Required work
Count the lines in the rows below that contain the string "green", and give only that number.
##########
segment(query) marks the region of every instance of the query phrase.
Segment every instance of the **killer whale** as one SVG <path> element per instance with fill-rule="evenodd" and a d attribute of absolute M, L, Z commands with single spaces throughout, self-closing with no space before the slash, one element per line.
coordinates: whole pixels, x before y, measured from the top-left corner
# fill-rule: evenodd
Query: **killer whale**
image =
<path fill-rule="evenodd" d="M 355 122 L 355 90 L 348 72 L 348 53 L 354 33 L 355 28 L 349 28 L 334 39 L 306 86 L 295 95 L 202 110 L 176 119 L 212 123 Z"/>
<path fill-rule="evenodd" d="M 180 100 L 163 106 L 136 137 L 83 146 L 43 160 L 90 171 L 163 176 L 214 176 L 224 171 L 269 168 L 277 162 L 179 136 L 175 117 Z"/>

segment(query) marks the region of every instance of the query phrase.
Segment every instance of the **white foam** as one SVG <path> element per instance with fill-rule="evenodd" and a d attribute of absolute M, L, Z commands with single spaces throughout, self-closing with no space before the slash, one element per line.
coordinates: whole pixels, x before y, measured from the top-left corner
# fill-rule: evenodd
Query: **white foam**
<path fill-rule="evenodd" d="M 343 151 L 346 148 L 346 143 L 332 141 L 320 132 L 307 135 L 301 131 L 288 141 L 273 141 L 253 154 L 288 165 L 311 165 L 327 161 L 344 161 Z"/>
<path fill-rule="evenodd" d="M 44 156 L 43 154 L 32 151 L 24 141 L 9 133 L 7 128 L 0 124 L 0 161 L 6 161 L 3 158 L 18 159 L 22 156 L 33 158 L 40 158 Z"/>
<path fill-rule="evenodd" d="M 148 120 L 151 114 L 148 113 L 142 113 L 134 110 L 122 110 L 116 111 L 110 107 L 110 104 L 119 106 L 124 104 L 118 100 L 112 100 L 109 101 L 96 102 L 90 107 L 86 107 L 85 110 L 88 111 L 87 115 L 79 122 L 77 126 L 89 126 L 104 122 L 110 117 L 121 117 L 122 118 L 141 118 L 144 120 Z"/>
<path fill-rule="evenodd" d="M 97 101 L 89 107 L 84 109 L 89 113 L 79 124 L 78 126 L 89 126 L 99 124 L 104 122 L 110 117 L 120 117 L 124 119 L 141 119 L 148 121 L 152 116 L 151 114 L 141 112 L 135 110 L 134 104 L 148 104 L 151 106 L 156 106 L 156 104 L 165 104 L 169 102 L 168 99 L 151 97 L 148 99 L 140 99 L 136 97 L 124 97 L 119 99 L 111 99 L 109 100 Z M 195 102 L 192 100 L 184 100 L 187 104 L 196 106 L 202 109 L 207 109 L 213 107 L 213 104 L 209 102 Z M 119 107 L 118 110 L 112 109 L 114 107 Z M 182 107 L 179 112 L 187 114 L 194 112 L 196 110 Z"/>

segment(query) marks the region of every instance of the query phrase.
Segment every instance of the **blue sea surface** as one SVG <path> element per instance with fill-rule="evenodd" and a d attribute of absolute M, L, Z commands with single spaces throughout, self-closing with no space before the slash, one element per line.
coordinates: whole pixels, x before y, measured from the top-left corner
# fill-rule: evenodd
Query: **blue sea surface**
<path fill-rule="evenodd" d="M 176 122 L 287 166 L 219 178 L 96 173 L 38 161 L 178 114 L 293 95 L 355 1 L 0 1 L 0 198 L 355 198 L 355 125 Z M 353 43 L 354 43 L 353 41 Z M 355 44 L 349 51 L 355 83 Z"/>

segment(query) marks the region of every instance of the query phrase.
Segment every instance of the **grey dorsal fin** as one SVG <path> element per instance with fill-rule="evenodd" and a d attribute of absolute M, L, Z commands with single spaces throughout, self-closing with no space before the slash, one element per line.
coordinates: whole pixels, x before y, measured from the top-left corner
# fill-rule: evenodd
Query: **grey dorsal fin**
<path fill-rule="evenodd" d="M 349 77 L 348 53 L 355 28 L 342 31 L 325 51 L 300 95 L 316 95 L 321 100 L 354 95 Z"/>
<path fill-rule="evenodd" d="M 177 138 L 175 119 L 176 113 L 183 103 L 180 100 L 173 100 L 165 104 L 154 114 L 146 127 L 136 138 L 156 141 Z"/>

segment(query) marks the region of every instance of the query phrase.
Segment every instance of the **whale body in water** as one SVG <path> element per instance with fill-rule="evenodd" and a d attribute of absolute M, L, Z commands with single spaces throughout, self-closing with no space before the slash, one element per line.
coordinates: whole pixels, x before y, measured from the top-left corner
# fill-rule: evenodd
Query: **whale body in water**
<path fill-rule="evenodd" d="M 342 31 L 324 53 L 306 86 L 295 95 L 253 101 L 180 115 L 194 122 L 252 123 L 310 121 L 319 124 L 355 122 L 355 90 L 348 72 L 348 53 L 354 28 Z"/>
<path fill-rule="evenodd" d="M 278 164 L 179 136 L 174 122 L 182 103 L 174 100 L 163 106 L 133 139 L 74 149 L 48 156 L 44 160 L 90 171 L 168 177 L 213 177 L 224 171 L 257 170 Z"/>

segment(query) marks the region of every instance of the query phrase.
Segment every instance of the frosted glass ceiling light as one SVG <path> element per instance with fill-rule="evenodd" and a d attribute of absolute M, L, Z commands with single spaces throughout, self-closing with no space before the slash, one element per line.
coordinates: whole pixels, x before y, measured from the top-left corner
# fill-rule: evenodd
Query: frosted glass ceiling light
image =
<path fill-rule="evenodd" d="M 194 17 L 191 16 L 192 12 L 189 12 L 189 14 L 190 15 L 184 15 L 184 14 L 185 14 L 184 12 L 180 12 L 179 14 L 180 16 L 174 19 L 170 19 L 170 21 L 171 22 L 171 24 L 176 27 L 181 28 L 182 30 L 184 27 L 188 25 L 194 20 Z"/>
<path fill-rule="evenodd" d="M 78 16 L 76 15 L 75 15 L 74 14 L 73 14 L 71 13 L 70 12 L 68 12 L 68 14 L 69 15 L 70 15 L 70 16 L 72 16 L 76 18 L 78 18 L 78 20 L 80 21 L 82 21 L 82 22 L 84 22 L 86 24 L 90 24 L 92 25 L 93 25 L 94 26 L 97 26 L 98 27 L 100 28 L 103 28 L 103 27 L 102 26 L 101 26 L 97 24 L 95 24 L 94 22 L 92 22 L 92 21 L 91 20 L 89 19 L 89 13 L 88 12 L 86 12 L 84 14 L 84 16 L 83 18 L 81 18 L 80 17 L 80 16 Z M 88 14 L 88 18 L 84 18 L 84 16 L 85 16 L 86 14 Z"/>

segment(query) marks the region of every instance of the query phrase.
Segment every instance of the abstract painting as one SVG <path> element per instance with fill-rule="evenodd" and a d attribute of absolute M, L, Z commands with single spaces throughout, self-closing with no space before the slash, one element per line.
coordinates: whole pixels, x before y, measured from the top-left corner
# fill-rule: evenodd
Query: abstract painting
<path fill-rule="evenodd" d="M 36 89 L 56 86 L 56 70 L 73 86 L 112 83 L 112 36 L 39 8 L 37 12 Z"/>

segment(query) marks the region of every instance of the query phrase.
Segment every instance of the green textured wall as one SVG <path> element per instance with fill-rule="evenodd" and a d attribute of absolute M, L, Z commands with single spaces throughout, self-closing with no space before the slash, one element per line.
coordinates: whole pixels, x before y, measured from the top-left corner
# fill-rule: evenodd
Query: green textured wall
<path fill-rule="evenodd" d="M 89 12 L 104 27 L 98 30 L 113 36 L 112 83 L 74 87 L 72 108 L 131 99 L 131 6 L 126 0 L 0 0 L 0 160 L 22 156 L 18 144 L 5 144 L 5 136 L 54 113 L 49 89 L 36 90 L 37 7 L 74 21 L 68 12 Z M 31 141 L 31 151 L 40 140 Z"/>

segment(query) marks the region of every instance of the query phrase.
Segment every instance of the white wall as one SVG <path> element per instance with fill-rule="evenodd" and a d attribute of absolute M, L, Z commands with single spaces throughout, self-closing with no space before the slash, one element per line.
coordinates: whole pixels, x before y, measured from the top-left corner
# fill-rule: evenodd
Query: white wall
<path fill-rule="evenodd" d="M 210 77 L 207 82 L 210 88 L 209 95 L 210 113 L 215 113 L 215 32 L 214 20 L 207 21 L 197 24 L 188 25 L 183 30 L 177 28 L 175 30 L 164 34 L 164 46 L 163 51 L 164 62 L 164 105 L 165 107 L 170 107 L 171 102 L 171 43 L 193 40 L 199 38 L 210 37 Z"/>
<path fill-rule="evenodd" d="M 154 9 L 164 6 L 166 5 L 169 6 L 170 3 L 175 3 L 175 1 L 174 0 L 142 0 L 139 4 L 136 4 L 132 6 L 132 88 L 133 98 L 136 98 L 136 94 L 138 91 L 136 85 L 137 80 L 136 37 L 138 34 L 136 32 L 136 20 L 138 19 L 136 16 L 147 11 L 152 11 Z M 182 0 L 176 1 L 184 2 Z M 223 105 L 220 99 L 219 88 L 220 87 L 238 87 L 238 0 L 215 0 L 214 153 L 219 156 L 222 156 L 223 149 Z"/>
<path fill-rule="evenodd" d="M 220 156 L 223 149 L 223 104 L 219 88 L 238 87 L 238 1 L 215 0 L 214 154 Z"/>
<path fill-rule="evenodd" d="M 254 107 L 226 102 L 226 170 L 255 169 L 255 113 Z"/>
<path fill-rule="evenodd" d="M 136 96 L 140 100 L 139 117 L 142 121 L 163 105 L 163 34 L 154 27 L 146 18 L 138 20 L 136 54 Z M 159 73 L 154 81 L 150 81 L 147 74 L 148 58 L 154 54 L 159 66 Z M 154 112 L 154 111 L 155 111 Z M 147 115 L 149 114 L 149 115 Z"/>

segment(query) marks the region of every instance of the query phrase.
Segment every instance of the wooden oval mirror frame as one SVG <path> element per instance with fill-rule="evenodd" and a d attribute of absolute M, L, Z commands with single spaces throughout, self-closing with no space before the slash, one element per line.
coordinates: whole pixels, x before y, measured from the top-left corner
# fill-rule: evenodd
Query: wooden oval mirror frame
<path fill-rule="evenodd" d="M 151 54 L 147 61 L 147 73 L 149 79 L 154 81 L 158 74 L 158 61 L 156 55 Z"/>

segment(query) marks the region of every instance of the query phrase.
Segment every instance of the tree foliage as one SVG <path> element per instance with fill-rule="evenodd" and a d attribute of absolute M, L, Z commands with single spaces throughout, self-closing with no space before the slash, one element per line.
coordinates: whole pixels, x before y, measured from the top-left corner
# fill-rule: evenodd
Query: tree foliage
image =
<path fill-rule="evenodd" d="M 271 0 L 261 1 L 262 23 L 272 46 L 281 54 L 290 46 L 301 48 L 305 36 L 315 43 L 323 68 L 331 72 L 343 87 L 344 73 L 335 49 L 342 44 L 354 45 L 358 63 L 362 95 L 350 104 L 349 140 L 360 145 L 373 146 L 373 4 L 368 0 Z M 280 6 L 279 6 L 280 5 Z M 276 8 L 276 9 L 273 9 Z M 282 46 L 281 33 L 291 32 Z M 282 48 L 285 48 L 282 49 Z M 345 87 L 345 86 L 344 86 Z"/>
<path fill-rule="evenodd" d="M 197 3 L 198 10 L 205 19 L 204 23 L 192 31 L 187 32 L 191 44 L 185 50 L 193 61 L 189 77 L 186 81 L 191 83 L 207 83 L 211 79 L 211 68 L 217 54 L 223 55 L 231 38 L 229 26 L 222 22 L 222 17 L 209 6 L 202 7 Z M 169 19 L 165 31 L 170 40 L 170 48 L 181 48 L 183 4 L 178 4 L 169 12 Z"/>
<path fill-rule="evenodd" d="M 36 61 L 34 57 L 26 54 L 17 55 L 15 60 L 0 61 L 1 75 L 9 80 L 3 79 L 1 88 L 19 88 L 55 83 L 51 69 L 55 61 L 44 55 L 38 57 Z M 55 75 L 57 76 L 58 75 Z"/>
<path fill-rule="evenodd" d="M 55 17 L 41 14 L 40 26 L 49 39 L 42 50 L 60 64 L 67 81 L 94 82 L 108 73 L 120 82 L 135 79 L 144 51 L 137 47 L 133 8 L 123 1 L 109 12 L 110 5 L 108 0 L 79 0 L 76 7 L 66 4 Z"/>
##########
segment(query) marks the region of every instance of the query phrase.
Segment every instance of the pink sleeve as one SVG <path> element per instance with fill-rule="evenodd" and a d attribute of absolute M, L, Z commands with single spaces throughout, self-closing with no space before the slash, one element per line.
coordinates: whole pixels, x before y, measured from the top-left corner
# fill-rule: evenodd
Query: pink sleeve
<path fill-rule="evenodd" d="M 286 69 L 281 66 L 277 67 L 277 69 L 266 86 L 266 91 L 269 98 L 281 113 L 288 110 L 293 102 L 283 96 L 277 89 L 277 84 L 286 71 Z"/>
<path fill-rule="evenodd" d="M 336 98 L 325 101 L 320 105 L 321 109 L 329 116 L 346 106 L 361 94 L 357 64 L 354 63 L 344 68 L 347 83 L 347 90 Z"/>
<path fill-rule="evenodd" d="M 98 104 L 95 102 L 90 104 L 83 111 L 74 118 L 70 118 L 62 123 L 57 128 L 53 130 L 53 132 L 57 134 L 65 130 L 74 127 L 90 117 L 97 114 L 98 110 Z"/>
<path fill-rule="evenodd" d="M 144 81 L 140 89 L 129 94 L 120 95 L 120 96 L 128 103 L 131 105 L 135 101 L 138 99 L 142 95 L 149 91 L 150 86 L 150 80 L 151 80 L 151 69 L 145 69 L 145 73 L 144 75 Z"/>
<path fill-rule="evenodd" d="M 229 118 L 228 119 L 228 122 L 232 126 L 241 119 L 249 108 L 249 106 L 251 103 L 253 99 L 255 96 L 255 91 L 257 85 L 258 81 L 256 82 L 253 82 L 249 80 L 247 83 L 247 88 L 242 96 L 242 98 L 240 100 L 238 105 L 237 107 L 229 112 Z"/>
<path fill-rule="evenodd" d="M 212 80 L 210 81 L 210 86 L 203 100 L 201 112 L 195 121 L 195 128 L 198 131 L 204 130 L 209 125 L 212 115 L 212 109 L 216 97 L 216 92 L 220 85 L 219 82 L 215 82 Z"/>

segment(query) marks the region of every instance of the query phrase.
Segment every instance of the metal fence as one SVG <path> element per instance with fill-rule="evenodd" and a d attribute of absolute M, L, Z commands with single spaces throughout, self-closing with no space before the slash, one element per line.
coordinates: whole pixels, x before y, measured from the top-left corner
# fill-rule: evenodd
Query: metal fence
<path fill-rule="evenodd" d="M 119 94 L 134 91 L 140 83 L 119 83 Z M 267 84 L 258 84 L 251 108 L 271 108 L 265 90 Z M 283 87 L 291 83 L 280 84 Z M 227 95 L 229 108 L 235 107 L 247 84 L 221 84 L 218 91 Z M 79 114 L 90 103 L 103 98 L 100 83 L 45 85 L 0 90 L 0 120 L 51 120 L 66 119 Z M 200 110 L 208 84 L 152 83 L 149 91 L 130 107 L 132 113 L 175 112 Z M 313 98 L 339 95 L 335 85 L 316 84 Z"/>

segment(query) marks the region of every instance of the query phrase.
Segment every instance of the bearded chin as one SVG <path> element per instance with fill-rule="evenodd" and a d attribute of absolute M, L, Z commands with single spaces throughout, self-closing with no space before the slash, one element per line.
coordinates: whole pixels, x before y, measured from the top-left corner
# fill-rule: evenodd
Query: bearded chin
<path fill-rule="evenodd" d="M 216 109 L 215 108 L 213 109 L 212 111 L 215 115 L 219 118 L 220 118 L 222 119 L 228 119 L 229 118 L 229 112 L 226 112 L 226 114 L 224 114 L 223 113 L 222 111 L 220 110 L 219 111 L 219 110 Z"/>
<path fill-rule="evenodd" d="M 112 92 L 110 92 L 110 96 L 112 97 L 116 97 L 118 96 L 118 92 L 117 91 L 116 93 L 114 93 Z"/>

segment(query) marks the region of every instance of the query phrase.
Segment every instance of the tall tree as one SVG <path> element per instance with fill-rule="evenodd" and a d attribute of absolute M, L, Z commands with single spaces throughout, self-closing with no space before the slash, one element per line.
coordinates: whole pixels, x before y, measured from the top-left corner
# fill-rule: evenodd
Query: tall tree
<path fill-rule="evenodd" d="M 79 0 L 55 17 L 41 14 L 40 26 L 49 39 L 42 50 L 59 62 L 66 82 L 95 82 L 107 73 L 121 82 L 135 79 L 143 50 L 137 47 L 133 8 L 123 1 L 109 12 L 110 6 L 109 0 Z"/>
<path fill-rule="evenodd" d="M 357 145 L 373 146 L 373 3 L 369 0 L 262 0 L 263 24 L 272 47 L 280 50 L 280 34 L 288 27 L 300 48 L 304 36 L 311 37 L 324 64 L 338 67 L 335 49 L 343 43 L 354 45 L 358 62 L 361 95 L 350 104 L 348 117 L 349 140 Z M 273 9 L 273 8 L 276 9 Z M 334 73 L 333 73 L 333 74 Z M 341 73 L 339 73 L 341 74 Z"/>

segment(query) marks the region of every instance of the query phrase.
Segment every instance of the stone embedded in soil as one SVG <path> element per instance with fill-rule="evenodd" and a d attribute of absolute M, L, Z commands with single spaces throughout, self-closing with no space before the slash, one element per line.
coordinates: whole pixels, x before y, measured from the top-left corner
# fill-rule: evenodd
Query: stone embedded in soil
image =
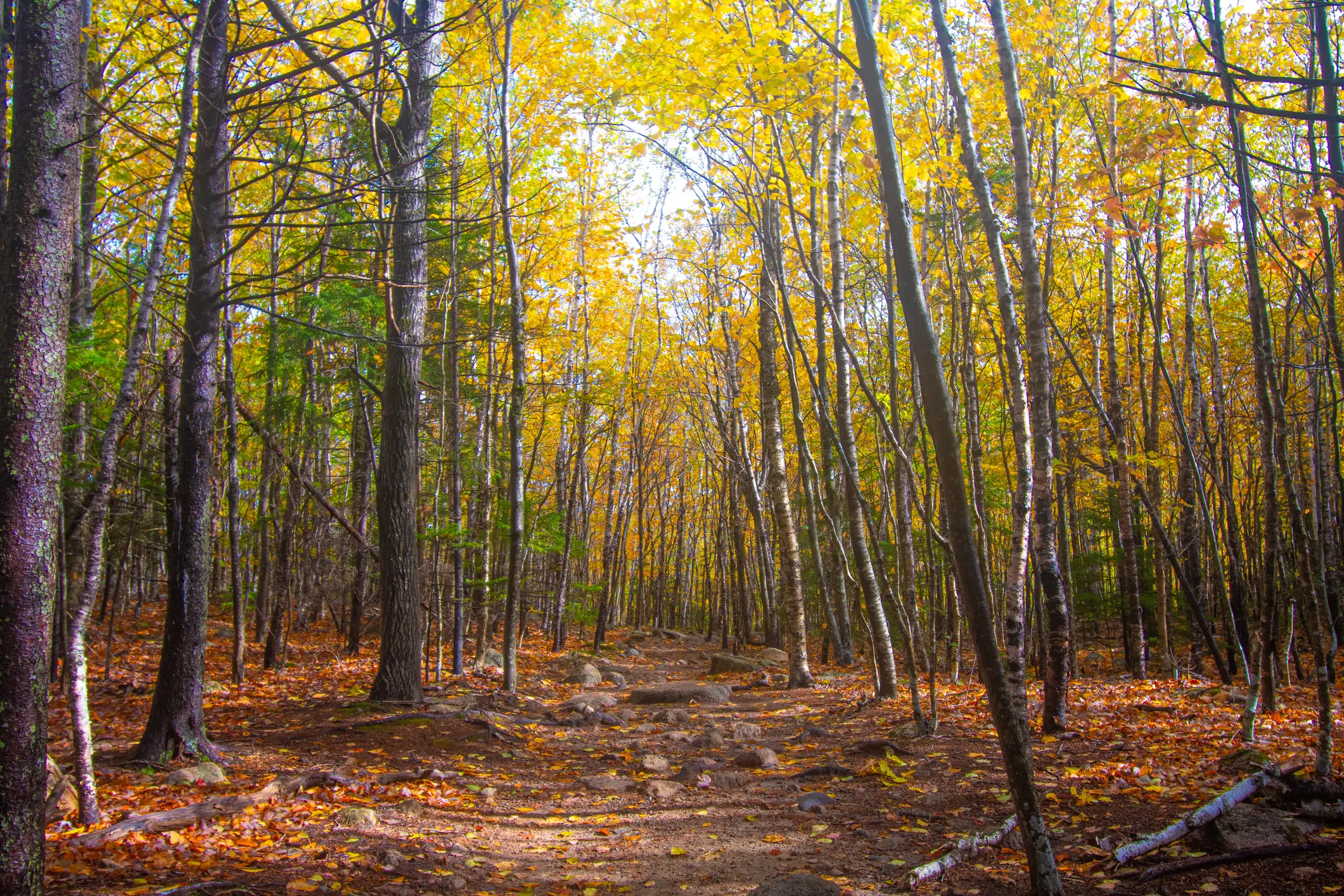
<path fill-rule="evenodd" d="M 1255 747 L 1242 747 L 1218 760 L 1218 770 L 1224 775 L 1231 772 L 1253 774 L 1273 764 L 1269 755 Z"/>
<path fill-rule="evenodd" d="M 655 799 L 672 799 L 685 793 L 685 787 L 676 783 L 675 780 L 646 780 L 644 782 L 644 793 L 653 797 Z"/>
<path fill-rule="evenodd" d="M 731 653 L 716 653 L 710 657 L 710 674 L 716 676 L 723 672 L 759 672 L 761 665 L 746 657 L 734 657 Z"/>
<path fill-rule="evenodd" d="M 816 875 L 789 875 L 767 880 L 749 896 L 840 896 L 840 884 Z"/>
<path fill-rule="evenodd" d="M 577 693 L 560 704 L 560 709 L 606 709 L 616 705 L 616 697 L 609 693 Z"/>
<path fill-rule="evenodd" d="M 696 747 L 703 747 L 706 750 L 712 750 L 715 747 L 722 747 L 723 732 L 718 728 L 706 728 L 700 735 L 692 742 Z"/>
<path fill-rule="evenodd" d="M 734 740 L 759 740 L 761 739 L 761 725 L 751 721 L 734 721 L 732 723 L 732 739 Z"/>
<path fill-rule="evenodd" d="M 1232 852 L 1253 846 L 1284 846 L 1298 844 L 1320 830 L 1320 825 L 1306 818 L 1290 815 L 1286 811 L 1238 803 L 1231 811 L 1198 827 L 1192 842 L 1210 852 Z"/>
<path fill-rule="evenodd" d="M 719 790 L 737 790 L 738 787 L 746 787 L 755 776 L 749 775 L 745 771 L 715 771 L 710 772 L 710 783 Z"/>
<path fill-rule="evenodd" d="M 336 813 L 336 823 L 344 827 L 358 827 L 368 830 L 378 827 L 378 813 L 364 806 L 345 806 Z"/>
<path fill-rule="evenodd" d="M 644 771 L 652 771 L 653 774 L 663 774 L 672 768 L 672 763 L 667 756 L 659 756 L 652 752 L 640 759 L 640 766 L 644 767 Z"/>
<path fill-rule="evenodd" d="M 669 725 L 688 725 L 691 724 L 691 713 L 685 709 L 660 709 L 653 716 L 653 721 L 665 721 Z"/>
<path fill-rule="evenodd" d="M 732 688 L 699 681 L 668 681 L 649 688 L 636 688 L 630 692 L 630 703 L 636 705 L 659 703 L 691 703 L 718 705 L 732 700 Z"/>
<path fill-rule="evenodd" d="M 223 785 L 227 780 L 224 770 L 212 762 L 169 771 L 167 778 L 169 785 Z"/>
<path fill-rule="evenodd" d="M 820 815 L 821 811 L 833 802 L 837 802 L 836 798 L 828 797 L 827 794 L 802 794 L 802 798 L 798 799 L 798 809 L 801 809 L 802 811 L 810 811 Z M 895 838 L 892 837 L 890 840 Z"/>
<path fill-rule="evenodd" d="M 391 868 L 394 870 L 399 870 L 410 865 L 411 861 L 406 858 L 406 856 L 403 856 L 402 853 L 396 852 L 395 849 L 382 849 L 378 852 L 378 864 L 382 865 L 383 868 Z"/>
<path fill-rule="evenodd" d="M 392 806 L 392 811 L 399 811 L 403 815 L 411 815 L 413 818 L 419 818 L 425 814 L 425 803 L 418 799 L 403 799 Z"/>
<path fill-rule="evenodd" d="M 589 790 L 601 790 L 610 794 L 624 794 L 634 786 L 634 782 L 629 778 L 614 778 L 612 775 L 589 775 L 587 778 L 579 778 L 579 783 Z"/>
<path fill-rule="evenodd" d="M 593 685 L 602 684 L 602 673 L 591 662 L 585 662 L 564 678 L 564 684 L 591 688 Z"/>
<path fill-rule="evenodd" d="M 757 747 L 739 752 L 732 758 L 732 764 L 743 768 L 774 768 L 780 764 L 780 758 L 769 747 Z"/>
##########
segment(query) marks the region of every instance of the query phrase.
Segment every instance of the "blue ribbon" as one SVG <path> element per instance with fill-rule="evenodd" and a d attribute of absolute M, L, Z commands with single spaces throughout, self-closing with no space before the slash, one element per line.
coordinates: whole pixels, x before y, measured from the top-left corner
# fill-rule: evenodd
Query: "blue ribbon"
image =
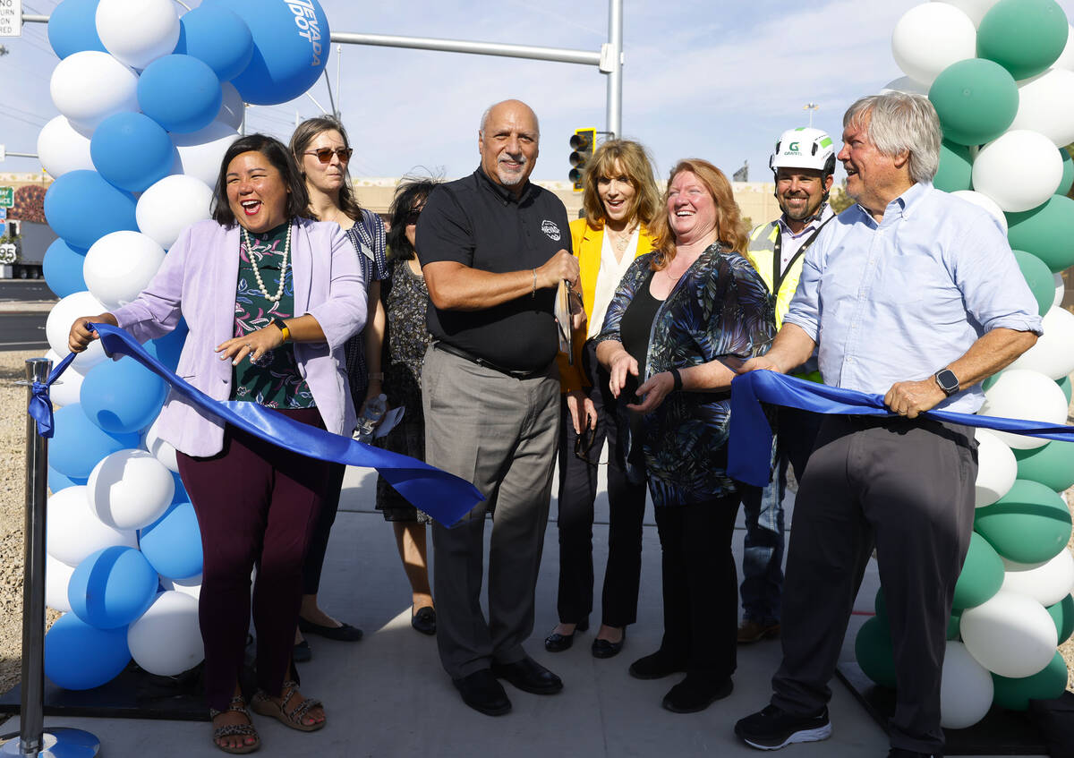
##########
Reply
2